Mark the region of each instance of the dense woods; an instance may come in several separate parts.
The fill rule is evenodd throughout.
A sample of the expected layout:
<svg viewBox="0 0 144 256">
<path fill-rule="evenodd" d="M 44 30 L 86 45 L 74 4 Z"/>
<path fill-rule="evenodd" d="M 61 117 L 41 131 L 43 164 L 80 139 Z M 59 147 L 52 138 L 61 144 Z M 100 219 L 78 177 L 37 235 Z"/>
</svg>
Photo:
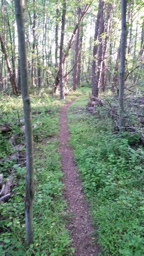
====================
> _AIM OF THE TASK_:
Copy the entries above with "thick forest" in place of "dense woods" and nothing else changed. Leave the pictures out.

> _FULL RESPONSE_:
Mark the region of each instance of the thick forest; an instance may come in several separate parts.
The fill rule is evenodd throughout.
A sample of the expected layout:
<svg viewBox="0 0 144 256">
<path fill-rule="evenodd" d="M 44 30 L 86 45 L 74 4 Z"/>
<path fill-rule="evenodd" d="M 61 117 L 41 131 L 43 164 L 80 139 Z M 59 147 L 52 138 L 61 144 Z M 100 219 L 78 177 L 37 235 Z"/>
</svg>
Photo:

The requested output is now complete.